** Start TEXT EXTRACT **
# MTD Old School



## MAmtd (Dec 10, 2016)

Long time lurker, finally member.

Inherited a snowblower from my father a couple years ago after using it for many years at my parents house.

Long and short the model number is 317E664G525 (10/28). I am looking to see if there are any parts/rebuild kits available. I am located in the Northeast and meant to rebuild this past summer but never got the time. 

It starts right up and runs great and does a heck of a job. However, need to get a pull cord and it also makes noise (grinding) when off and pushing forward or reverse...almost like there is a bold or two missing in the gear box..

Just wanted to see if anyone had any information as to how to get parts/possible reason for noise.

Not sure I can post photos..

Any input is very much appreciated!!

J


----------



## Jackmels (Feb 18, 2013)

Grinding noise sounds like a worn friction wheel. If you give your location, someone local might have a recoil available. GL.


----------



## e.fisher26 (Nov 6, 2016)

Online companies like ereplacments.com will have a lot of parts for MTD. Just need model number. I'm guessing u need a friction wheel with the rubber, if the drive plate is too chewd up now u may also have to replace that 


Sent from my iPhone using Tapatalk


----------



## 69ariens (Jan 29, 2011)

Any local dealer should have parts for the engine .You just need to get the ser# and model # off the engine. To check friction wheel tilt blower up and take the cover off under the engine. A lot of brands use the same friction wheel so a dealer could match it up with another brand.


----------



## Dauntae (Nov 10, 2016)

Sounds like friction disk, Real easy to do. A lot of vids on you tube on the how to. What part of Ma are you in, if your close I could give you a hand, Just went through cleaning mine a few weeks ago. As for the pull cord, Depending on which one it has, I ordered the wrong one for a different machine that may fit yours, Or if it's just the cord that can be easily changed on the cheap. I have a 100' roll I keep just for doing that.


----------



## e.fisher26 (Nov 6, 2016)

You guys in ma? What towns?


-efisher-


----------



## Dauntae (Nov 10, 2016)

I'm in New Bedford almost on the freetown line


----------



## e.fisher26 (Nov 6, 2016)

Leominster here.. 


-efisher-


----------
** End TEXT EXTRACT **
** Start SUPPLIED RECORDS **
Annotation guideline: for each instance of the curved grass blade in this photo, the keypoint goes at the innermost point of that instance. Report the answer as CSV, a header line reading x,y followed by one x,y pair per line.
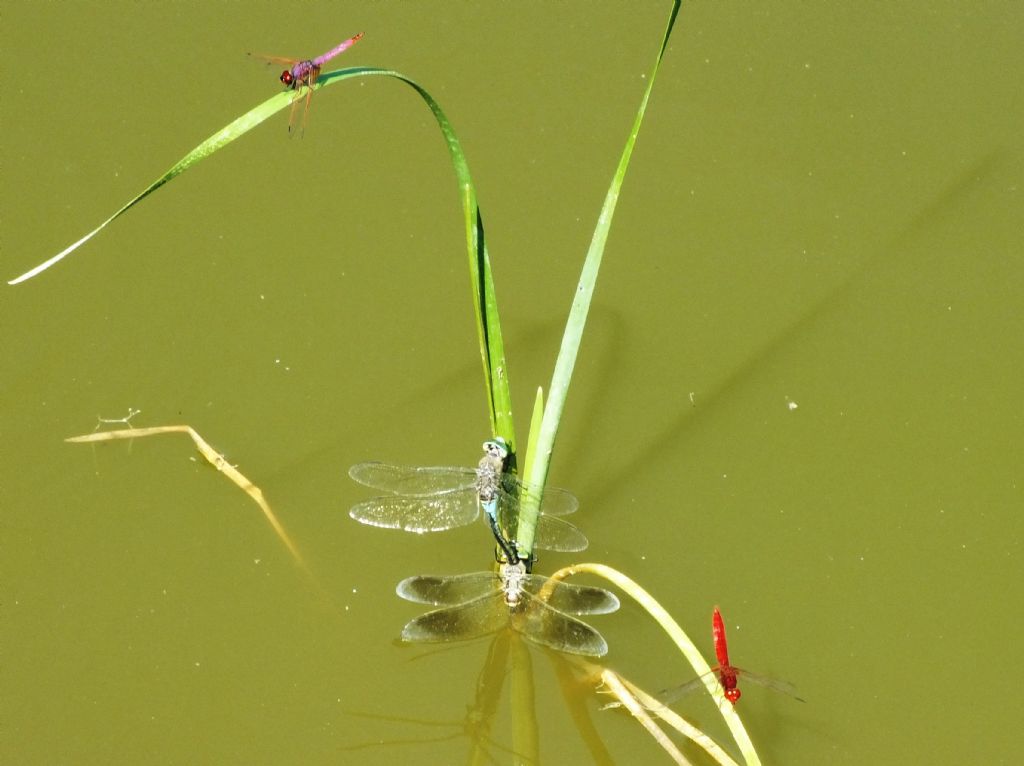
x,y
537,472
218,140
484,300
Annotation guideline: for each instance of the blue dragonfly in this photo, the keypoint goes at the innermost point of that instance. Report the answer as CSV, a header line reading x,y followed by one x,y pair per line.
x,y
438,498
482,602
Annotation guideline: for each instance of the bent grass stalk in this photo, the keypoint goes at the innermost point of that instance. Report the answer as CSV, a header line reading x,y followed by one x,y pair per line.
x,y
683,643
215,459
484,300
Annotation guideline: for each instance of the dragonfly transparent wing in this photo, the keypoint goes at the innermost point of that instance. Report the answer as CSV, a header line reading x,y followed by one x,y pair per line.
x,y
449,591
769,683
419,513
542,625
471,620
568,597
554,502
413,480
668,696
554,534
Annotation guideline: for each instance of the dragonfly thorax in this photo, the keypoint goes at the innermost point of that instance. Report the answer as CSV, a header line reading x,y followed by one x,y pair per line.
x,y
512,582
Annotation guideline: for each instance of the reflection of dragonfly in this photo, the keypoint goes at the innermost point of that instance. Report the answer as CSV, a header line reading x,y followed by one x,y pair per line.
x,y
728,675
305,73
434,499
484,602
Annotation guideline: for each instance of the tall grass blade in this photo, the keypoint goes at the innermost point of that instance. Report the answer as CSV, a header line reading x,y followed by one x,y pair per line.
x,y
578,317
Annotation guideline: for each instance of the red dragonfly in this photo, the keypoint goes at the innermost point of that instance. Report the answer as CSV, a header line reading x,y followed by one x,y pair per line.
x,y
305,73
728,675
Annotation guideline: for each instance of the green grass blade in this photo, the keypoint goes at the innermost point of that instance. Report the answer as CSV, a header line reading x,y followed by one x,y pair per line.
x,y
218,140
484,300
578,316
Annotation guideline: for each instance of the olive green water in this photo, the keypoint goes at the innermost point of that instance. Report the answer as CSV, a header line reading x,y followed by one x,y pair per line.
x,y
799,396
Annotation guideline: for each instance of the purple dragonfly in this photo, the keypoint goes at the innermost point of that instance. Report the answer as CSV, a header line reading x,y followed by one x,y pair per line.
x,y
305,73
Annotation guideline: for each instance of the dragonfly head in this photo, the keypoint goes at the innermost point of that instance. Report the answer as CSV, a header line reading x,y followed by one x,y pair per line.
x,y
497,449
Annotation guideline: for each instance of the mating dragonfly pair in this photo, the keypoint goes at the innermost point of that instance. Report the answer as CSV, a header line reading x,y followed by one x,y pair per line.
x,y
439,498
434,499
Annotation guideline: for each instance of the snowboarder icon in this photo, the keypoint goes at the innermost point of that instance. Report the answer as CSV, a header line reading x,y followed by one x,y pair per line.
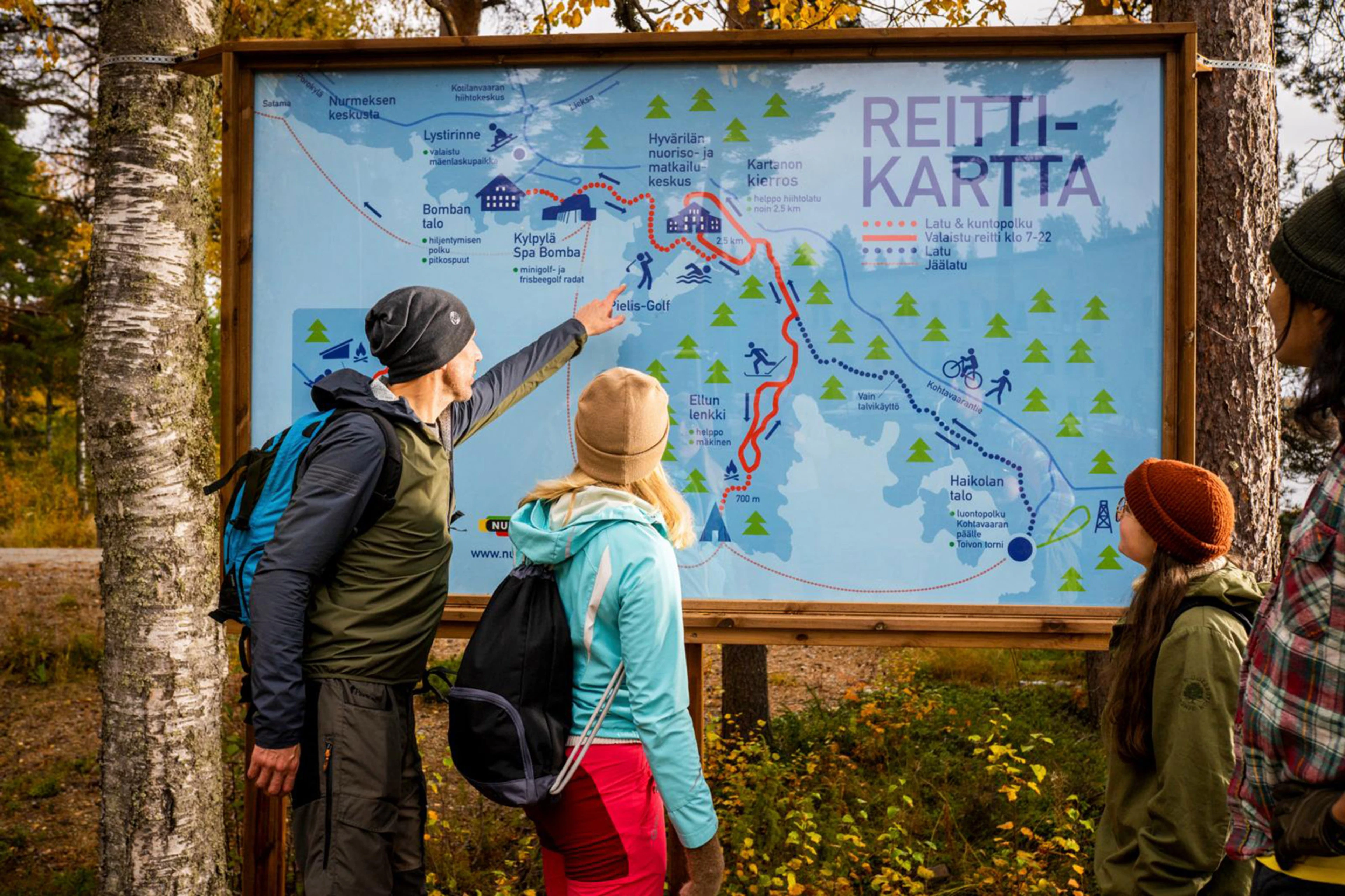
x,y
1001,387
759,358
646,276
502,136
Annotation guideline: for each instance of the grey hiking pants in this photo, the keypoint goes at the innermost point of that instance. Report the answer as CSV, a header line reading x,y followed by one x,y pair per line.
x,y
360,798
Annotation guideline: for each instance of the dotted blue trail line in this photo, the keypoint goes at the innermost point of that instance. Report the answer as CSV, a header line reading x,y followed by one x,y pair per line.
x,y
946,428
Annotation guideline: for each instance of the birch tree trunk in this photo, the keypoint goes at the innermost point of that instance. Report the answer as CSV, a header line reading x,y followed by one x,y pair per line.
x,y
1236,377
151,451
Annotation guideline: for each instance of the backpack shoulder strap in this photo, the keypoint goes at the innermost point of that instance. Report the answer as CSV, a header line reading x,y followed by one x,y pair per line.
x,y
1192,603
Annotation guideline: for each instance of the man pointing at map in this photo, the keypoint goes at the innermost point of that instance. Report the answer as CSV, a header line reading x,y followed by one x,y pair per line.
x,y
344,618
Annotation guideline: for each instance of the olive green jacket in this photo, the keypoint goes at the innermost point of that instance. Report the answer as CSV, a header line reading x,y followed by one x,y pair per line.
x,y
1163,829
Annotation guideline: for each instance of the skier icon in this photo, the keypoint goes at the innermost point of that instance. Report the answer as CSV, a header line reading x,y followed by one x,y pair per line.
x,y
502,136
1001,385
759,358
646,278
965,368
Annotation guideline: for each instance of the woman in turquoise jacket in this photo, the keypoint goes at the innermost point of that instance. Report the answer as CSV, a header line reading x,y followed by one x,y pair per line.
x,y
610,530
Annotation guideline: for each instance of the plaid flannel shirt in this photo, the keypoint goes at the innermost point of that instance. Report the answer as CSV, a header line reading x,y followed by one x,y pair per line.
x,y
1292,720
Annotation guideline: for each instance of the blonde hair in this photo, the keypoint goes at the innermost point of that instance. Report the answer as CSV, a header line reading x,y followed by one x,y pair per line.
x,y
656,489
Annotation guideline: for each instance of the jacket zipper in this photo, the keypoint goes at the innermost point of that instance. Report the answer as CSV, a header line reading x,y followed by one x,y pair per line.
x,y
327,771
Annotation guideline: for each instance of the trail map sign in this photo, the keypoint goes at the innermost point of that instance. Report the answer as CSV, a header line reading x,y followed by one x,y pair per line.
x,y
918,315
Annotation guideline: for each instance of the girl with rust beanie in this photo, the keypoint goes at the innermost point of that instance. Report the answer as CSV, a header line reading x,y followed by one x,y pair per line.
x,y
1169,719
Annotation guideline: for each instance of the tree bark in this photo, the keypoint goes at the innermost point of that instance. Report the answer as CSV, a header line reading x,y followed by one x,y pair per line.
x,y
150,449
747,693
1236,377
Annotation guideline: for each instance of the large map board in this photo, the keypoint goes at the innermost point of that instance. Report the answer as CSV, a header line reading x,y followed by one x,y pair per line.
x,y
916,317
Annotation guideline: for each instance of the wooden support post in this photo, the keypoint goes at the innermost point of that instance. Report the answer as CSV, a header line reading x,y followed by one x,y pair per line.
x,y
264,839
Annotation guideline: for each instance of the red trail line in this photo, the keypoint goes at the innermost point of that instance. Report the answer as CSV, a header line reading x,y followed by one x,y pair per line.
x,y
282,120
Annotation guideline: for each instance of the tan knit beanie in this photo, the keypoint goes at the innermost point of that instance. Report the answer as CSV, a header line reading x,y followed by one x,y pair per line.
x,y
1185,509
622,426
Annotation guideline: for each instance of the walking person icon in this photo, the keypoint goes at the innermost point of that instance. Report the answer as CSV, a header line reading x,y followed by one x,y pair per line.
x,y
1001,385
646,276
502,136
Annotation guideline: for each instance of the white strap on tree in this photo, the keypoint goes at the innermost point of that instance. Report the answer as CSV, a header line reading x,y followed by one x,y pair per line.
x,y
589,735
1265,68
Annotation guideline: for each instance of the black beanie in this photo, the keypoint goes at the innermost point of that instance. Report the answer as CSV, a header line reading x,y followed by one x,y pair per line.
x,y
1309,251
418,330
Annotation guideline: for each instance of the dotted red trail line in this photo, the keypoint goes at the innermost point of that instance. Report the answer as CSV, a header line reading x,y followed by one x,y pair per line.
x,y
858,591
373,221
570,424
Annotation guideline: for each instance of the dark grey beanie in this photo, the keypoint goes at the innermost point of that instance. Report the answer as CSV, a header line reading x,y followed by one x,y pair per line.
x,y
418,330
1309,251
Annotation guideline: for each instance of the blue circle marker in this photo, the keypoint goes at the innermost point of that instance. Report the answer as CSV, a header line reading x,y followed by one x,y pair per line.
x,y
1021,548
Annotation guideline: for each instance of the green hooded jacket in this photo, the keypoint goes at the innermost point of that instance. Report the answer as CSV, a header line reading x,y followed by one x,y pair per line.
x,y
1163,829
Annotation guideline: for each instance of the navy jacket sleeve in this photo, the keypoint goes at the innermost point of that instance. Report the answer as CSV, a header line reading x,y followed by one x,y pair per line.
x,y
512,380
342,471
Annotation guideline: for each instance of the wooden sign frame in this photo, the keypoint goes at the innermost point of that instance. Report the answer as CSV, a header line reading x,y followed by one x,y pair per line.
x,y
760,621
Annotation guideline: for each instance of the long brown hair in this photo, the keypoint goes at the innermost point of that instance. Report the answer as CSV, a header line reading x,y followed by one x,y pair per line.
x,y
1130,707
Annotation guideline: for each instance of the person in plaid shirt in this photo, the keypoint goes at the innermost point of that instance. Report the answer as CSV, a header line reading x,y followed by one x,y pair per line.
x,y
1288,792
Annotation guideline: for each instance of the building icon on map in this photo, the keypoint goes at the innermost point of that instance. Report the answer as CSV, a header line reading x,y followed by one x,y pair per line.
x,y
501,194
693,220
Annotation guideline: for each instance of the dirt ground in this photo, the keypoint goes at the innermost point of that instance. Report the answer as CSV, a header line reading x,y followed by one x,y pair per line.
x,y
50,634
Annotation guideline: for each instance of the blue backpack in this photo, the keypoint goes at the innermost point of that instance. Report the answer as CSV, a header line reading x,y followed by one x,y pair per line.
x,y
269,475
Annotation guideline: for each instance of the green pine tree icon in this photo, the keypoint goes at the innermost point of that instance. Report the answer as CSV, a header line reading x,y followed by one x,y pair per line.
x,y
1097,313
596,139
1036,401
1036,354
1072,580
696,484
658,108
832,389
1102,465
755,527
803,256
1109,559
919,452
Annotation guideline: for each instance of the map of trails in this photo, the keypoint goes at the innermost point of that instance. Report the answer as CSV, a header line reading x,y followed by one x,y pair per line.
x,y
908,315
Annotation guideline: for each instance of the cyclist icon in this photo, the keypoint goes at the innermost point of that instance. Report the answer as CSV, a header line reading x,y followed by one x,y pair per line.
x,y
965,368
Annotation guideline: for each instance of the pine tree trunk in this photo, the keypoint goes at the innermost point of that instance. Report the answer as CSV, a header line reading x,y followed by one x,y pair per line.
x,y
747,693
150,447
1236,377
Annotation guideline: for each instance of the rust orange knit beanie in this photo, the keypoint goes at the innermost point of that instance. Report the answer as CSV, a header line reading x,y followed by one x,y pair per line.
x,y
1185,509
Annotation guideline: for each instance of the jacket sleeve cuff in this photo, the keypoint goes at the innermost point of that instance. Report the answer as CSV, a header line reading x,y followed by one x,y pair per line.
** End SUPPLIED RECORDS **
### [WHAT THIS EXERCISE ASKS]
A – List the usernames of everyone who posts in the snowblower thread.
B – Please rewrite the stretch of the snowblower thread from "Any local dealer" through "with another brand.", substituting "friction disk" for "friction wheel".
C – According to the snowblower thread, why could a dealer match the friction wheel with one from another brand?
The records have nothing to do with the snowblower thread.

### [THE ANSWERS]
A – MAmtd, Jackmels, e.fisher26, 69ariens, Dauntae

B –
Any local dealer should have parts for the engine .You just need to get the ser# and model # off the engine. To check friction disk tilt blower up and take the cover off under the engine. A lot of brands use the same friction disk so a dealer could match it up with another brand.

C – Many brands use the same friction wheel, so a dealer could find a match from a different brand.